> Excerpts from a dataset

——————————

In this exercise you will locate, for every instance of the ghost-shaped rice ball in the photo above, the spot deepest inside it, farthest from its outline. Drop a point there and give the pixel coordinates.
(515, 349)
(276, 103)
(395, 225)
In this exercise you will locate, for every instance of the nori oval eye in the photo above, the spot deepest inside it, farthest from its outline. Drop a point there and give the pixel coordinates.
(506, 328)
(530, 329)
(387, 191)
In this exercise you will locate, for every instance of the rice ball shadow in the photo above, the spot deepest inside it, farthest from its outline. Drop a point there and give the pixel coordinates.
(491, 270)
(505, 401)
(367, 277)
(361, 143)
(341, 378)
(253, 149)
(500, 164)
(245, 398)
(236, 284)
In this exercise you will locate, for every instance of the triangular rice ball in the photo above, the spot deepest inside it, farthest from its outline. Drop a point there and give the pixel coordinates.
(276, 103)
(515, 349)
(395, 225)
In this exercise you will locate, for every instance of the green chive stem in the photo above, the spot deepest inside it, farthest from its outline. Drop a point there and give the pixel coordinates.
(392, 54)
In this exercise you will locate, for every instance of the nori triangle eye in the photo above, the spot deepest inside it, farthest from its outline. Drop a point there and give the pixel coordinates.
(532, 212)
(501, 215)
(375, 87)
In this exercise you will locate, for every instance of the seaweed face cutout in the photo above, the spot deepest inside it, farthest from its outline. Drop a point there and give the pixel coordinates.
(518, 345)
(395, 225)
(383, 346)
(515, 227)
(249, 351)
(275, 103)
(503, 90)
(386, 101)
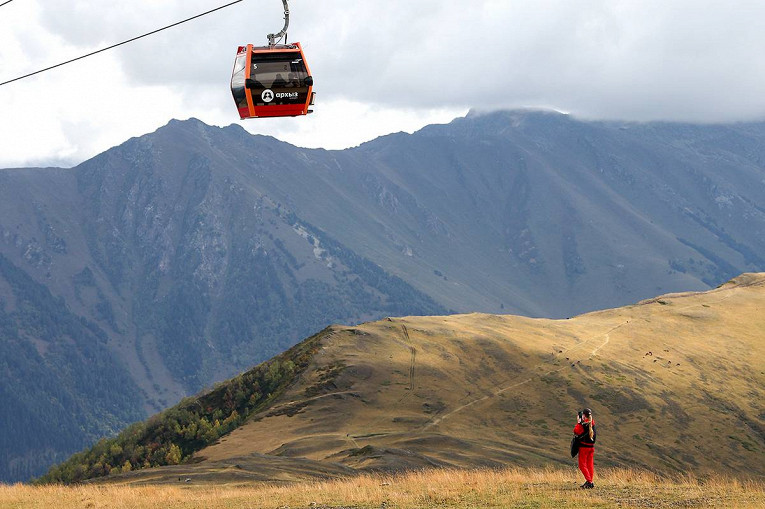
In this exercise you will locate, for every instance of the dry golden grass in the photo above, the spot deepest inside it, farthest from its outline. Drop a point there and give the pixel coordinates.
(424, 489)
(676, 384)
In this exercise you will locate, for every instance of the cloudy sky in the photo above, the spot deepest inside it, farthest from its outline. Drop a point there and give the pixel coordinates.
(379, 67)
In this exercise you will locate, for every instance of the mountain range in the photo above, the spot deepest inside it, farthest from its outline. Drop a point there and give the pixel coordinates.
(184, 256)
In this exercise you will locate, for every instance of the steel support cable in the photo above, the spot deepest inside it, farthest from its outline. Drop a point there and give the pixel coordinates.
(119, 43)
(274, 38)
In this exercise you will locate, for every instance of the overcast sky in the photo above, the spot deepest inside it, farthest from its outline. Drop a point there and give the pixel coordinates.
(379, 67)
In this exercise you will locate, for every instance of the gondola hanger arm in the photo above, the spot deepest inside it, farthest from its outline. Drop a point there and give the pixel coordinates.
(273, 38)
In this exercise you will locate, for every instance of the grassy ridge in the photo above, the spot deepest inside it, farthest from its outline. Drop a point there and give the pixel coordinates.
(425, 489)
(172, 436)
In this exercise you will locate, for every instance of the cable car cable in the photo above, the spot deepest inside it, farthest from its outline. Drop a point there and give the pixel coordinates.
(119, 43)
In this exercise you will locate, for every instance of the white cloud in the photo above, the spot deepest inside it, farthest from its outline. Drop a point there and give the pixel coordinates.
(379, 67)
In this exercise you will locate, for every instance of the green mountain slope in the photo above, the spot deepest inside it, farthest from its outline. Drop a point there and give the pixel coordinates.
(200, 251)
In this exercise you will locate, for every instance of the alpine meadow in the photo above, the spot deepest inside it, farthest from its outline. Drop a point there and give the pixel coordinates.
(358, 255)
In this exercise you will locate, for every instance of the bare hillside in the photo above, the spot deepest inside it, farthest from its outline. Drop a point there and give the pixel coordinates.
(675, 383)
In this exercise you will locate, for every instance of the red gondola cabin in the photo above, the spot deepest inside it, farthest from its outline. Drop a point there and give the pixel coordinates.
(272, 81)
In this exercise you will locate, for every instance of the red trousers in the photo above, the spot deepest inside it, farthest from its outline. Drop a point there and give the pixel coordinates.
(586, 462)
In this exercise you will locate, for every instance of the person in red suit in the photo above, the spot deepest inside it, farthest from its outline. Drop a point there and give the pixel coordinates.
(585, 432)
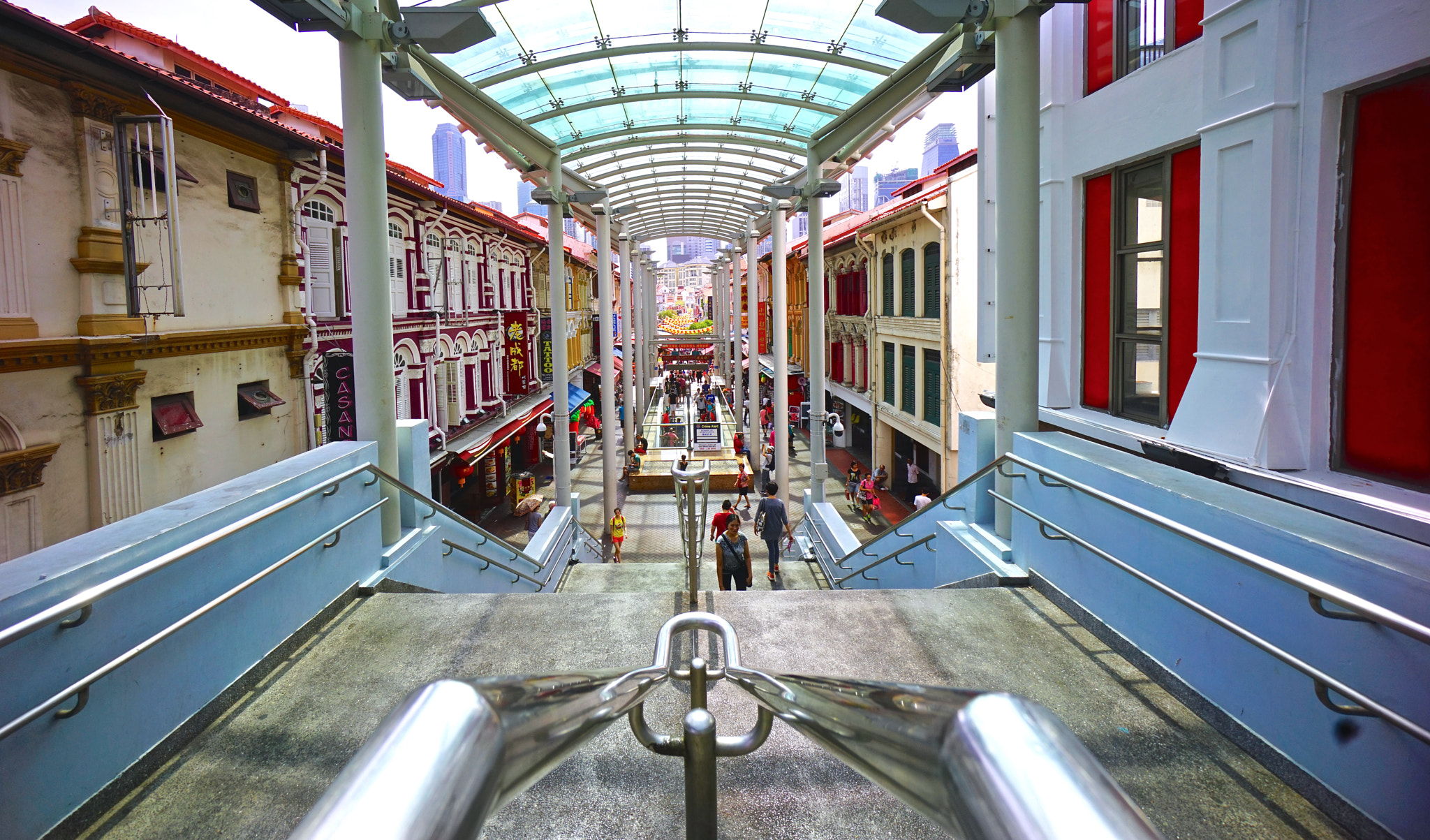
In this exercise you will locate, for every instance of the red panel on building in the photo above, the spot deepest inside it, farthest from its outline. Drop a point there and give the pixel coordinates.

——————————

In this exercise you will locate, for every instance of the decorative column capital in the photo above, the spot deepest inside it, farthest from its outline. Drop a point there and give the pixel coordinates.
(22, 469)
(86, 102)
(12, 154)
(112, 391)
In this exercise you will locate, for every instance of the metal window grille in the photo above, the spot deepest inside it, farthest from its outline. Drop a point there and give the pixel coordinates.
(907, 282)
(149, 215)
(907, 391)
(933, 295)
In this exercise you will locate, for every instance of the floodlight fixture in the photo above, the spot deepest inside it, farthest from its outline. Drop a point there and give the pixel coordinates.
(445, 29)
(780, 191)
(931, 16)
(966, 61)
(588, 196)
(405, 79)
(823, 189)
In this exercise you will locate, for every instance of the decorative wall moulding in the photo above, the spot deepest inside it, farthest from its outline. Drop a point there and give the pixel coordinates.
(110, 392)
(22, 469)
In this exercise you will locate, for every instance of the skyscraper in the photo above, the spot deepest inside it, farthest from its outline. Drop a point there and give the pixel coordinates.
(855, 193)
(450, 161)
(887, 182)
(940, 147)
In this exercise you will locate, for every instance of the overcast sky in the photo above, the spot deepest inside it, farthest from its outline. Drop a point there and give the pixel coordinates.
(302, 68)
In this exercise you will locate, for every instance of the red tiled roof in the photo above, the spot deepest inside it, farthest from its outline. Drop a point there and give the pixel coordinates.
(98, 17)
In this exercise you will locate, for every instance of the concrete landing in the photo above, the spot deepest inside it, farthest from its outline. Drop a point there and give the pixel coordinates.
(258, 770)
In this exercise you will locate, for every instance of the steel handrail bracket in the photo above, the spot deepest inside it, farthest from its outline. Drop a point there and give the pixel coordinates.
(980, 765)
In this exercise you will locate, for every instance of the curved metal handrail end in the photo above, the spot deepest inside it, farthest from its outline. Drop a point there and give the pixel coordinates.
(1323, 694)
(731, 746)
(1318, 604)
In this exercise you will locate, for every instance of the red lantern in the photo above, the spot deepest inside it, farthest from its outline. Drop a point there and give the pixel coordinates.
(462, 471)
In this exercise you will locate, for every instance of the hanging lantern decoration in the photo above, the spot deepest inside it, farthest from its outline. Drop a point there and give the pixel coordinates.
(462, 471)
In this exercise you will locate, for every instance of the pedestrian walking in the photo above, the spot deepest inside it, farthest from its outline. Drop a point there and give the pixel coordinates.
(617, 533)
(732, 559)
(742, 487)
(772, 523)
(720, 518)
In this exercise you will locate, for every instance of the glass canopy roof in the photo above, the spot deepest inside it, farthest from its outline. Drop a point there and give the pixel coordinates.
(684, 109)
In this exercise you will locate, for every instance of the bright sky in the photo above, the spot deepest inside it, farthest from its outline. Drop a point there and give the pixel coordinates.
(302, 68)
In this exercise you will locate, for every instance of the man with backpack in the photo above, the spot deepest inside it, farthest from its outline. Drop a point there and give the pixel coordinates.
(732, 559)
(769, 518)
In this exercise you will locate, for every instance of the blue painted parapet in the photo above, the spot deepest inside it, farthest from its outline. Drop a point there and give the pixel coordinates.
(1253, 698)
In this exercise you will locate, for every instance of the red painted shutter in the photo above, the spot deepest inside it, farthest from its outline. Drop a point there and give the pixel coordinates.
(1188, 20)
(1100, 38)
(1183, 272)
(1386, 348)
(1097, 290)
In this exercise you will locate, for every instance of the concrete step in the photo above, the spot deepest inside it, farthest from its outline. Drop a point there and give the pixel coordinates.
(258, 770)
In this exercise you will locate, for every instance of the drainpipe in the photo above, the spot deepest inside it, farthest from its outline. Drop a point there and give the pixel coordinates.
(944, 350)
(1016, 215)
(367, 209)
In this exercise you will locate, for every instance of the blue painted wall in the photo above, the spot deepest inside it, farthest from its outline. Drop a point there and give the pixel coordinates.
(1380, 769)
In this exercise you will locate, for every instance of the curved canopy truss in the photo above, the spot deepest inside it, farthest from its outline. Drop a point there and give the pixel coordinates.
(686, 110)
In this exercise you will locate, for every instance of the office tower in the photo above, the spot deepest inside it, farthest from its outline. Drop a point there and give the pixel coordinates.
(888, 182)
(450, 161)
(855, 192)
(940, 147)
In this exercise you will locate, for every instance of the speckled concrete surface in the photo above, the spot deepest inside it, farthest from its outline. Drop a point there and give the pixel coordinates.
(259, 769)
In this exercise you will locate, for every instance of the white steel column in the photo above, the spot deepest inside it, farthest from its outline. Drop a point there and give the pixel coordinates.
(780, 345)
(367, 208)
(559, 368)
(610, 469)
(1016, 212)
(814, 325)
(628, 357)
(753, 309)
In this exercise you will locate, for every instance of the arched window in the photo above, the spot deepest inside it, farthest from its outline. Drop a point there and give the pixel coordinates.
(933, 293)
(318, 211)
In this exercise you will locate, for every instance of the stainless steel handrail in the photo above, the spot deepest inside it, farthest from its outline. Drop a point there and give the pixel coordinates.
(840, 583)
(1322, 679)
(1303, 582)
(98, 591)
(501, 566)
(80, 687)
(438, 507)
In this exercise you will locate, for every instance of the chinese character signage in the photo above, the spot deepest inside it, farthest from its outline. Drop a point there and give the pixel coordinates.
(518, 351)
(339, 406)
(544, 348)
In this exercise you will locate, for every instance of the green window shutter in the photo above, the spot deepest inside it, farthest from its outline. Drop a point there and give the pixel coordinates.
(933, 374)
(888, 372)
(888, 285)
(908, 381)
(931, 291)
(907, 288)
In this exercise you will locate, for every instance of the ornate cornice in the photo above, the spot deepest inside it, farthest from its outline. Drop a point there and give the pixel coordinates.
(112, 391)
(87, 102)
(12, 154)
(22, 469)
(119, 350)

——————————

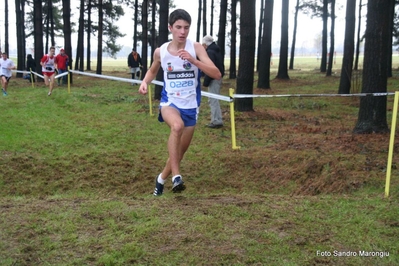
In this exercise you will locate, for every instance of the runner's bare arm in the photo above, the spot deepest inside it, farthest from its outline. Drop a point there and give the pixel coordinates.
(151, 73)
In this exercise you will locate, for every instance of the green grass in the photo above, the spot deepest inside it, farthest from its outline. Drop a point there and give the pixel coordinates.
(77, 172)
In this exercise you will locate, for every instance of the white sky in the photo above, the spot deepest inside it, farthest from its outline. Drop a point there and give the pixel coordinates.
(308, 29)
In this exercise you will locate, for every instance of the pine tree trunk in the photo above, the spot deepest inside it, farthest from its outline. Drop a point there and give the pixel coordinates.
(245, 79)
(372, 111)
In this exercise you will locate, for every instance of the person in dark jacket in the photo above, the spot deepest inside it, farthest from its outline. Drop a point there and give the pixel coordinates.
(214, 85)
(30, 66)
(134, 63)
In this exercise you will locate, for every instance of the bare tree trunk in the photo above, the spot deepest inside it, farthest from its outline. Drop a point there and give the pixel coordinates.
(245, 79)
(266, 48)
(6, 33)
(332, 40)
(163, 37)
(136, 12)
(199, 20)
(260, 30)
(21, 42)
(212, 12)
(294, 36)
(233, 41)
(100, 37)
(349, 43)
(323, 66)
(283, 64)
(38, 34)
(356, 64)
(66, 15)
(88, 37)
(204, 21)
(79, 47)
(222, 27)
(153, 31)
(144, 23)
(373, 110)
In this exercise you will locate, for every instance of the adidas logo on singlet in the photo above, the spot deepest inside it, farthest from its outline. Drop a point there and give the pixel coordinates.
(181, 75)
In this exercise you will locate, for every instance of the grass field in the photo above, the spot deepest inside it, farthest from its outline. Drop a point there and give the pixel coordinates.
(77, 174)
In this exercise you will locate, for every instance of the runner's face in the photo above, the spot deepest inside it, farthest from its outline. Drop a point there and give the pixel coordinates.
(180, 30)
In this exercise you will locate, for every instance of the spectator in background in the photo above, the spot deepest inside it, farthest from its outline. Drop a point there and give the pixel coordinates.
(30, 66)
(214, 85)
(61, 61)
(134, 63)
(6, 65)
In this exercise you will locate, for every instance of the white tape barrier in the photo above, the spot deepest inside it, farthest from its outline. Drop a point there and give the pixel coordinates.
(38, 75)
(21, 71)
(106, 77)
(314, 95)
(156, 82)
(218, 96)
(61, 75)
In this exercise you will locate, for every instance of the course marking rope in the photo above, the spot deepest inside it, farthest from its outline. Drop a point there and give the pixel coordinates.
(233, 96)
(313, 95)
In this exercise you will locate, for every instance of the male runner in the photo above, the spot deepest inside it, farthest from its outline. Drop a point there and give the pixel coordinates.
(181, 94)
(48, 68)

——————————

> What the exercise asks
In the data above, find the line containing "the green mountain" and the line containing "the red panel". Copy exactly the stretch from the first through the second, both included, leaving out any picture.

> Exercise result
In this exercise you will locate, for every instance of the green mountain slope in the photo above, the spot deepest inside it, farthest from its outline. Drop a point there and give the pixel coordinates.
(200, 251)
In this exercise you will locate, for every instance of the alpine meadow in the photo above, the spot deepest inside it, farthest from its outline. Drop a point there and give the pixel coordinates.
(358, 255)
In this exercise you will locate, for every instance of the bare hillside in the photo above, the spot deepest inside it, farthest from its outline. Drop a point there and give the pixel coordinates.
(675, 383)
In this exercise you will locate, for every instance of the red gondola cabin in the photo above, the spot deepest inside it, farthest from its outline. Drop a point there and give the pixel coordinates.
(272, 81)
In this exercise you will locate, for every instance of the red trousers in the photo above, the spot deepest inside it, farthest from its outline. Drop a point there and give the pixel coordinates.
(586, 462)
In this exercise you will locate, for every instance of the person in red suit in the photo above, the spot deepest inside it, farthest from its outline. Drop a point there and give the pixel coordinates.
(585, 432)
In this exercise you will locate, for every instance of the red panel on building in the photo above, the spot deepest inside it, farthest from its outline. Drop a point there and give the pixel coordinates.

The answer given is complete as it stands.